Report each line of the entries below that contains the word "wall".

Data records
::::

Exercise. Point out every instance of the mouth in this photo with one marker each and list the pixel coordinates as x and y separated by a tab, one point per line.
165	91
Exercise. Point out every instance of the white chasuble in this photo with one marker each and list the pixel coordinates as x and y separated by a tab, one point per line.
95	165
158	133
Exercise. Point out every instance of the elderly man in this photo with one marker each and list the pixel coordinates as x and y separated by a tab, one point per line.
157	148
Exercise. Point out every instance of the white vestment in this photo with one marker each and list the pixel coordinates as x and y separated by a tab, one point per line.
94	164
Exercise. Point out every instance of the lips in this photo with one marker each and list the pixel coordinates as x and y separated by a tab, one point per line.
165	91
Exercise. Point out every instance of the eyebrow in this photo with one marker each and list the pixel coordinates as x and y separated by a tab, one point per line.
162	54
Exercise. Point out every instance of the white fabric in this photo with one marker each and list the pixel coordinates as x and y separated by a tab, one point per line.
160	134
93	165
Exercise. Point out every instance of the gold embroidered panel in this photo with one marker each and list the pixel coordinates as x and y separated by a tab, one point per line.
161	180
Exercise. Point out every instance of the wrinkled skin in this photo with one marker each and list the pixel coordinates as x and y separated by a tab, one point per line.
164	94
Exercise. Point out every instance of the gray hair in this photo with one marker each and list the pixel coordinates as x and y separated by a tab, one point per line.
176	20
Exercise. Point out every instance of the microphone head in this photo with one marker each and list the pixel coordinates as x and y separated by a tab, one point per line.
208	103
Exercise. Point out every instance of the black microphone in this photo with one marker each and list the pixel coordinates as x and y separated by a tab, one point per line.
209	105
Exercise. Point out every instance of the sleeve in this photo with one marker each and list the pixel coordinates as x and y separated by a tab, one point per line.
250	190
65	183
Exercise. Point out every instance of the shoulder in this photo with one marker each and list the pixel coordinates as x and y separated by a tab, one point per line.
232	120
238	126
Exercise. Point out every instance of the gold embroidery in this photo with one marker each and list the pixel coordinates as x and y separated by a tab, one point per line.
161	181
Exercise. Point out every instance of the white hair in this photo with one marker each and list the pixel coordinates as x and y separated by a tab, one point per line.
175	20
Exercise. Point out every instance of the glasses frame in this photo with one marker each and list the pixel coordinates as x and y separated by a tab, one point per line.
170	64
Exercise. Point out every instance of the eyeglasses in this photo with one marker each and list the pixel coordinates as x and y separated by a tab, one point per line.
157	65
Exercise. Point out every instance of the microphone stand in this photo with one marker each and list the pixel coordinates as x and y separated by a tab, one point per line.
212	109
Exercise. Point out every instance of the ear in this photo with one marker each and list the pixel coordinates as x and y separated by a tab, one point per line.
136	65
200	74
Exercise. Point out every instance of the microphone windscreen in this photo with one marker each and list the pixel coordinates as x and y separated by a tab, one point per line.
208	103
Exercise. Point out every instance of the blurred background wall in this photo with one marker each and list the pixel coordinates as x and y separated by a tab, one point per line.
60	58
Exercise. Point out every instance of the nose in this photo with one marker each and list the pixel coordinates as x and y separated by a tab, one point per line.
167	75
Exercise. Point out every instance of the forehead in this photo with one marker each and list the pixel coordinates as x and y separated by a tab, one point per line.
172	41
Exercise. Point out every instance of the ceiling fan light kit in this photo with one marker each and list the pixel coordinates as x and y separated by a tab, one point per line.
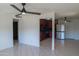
23	11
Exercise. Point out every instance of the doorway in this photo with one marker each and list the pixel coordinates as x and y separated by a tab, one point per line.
46	33
15	32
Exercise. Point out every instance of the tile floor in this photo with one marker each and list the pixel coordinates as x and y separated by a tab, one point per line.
63	48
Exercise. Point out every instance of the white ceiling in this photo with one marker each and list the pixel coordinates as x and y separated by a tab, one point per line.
61	9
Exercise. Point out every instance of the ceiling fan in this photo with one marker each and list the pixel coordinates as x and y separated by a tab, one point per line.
23	11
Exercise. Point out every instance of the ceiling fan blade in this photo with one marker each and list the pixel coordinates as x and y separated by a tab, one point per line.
15	7
33	13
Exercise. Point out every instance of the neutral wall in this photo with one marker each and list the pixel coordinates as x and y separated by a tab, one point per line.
72	29
29	30
6	30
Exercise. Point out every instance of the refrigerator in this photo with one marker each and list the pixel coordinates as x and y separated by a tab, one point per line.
60	31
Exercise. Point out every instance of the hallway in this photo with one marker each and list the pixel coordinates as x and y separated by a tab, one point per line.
63	48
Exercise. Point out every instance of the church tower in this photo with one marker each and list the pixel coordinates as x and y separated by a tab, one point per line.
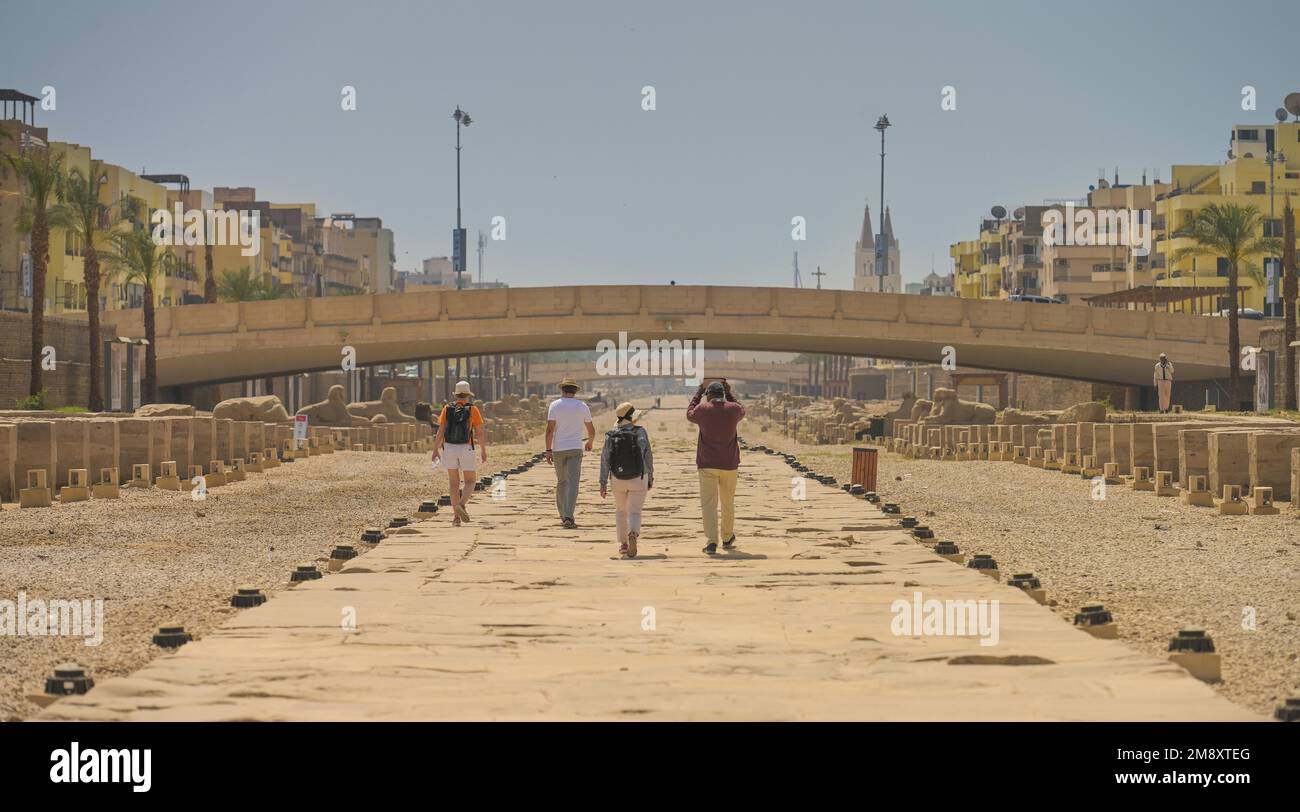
876	266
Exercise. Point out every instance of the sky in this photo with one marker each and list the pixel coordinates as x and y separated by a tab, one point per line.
763	112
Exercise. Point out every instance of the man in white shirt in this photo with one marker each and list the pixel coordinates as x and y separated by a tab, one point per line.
1164	381
567	421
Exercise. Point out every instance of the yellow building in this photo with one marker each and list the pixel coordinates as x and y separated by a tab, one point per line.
1243	179
65	277
965	268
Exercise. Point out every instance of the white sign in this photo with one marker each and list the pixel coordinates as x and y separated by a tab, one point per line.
299	430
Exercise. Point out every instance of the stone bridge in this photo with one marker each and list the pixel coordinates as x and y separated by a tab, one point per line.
211	343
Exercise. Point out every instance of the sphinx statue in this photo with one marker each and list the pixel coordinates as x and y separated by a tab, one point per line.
385	406
332	411
261	408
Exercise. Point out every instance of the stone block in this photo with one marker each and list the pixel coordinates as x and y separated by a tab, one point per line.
1197	491
1269	459
107	485
181	442
77	487
1261	502
1229	460
37	494
1231	503
168	478
1165	483
70	450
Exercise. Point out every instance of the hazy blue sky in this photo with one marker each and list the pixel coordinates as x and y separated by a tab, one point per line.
765	112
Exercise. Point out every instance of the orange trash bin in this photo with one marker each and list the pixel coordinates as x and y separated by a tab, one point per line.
865	468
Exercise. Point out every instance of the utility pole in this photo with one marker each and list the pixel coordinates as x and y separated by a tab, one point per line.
482	243
882	125
458	237
1288	300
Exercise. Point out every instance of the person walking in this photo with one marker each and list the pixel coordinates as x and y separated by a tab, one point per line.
627	455
716	412
459	426
566	422
1164	380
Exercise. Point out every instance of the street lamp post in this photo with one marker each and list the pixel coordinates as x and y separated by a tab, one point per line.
458	237
882	125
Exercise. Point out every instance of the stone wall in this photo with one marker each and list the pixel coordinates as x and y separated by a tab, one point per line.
69	382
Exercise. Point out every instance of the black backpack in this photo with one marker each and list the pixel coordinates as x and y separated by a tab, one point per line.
624	452
458	424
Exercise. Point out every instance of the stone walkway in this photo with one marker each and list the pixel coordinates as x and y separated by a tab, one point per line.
511	617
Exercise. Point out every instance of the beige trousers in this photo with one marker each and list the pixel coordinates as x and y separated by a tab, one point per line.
718	490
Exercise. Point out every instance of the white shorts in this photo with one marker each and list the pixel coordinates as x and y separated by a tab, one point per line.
458	456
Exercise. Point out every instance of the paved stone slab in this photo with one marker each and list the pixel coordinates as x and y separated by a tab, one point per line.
511	617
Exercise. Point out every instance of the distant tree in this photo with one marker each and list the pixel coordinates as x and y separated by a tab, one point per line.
1231	231
40	173
82	215
141	260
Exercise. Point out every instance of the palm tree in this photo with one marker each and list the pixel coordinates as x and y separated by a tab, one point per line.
1231	231
1288	299
141	260
81	213
40	173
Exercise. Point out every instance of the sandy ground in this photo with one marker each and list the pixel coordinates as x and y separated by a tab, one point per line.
159	558
514	617
1157	564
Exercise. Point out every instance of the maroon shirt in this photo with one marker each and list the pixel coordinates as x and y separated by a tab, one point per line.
716	446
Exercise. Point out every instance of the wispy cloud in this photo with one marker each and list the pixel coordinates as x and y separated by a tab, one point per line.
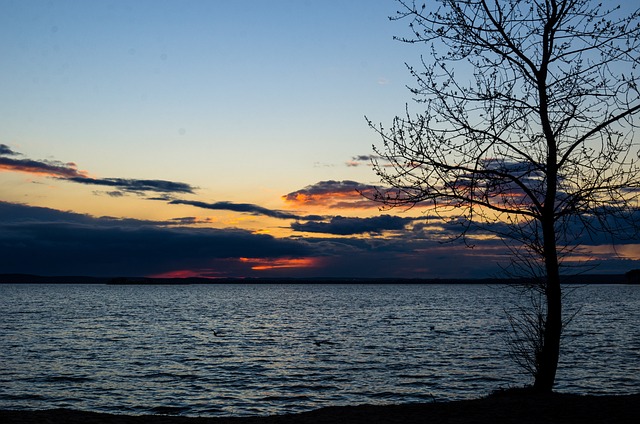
340	225
6	150
46	168
333	194
132	185
69	172
246	208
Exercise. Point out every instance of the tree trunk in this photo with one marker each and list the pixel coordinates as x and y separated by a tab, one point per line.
547	360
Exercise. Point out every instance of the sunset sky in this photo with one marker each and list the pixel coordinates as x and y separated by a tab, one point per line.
212	138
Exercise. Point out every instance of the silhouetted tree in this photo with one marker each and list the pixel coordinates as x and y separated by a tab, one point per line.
526	130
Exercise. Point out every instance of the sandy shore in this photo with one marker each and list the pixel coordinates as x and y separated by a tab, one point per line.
506	408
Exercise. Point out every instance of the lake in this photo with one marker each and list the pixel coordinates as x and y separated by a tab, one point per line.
251	349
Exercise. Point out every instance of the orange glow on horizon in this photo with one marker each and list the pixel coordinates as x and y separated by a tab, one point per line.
262	264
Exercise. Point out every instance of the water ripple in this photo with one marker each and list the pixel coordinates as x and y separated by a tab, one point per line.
255	350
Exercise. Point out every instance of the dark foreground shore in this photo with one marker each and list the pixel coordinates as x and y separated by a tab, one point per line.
505	408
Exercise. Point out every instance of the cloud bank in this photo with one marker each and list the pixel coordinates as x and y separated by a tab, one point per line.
69	172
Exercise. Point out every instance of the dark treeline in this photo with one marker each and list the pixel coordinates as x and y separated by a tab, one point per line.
39	279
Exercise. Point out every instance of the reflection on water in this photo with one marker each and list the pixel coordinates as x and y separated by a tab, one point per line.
252	349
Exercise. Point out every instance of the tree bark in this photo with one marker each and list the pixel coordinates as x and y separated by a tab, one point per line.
547	360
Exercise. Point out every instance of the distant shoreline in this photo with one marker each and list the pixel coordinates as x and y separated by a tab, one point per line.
39	279
496	409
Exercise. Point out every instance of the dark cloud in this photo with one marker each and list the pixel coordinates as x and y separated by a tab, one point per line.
45	241
247	208
132	185
48	168
340	225
70	172
362	159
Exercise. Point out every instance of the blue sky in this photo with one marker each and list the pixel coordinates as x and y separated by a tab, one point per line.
253	107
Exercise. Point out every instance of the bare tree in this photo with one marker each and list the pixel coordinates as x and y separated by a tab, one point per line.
526	130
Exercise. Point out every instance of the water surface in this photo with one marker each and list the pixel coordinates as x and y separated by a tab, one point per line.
266	349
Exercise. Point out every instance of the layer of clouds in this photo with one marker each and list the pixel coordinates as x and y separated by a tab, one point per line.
45	241
69	172
245	208
334	195
340	225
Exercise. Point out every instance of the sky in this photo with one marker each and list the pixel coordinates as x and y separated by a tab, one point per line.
213	138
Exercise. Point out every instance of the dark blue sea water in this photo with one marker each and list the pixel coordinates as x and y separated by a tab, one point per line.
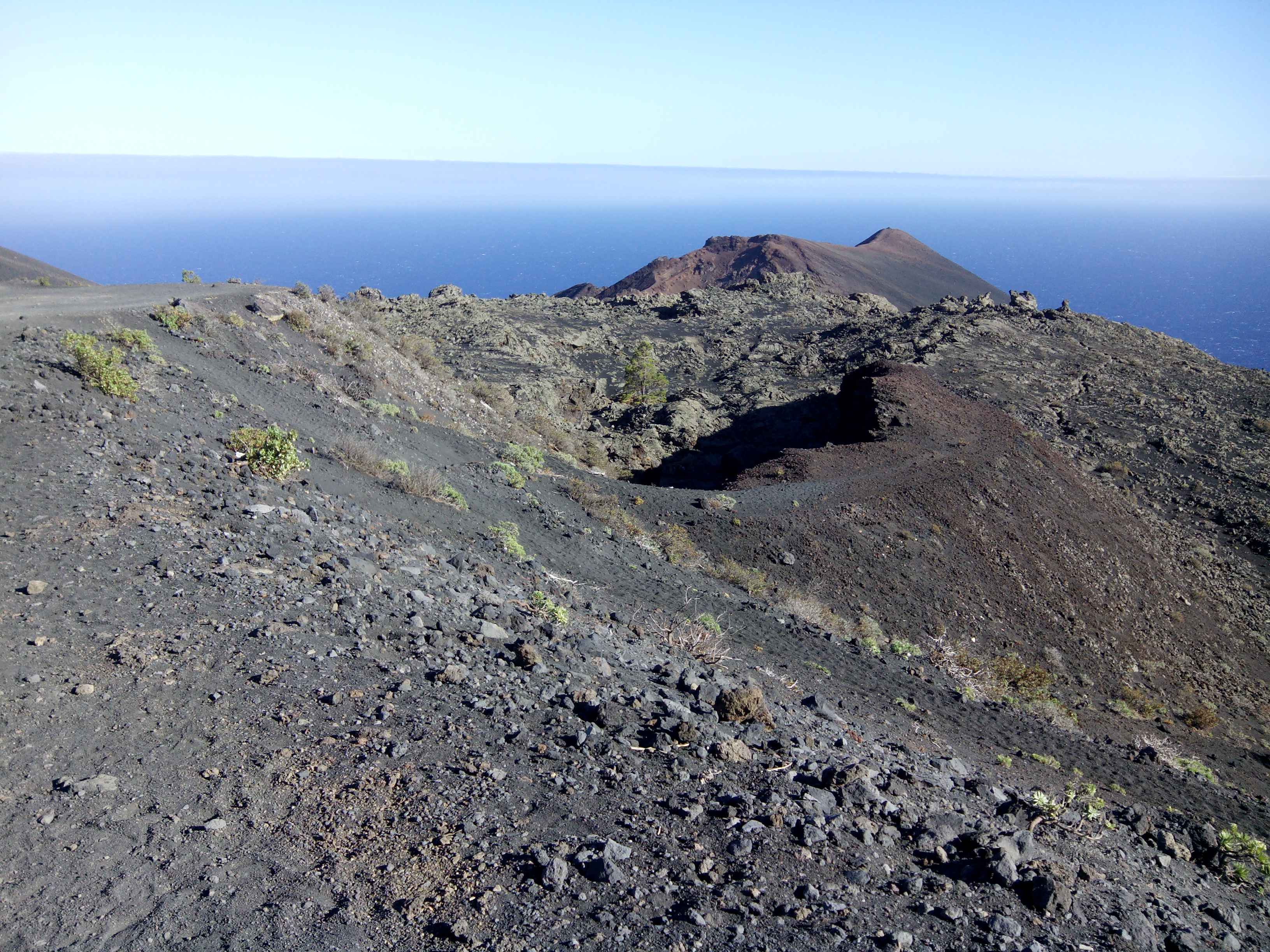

::::

■ Solution for this problem:
Exercise. Point out every instance of the blurred background wall in this photo with one marker each and list the pixel coordinates as x and y separated by a tab, one point per line.
Exercise. Point out every instance of the neutral wall in this photo with one marker each and list the pixel coordinates as x and y separated by a tab, one point per line.
Exercise. Point out every instance of the stone wall in this photo with one marker each and list the pixel coordinates as x and y separated by a tab, one point per line.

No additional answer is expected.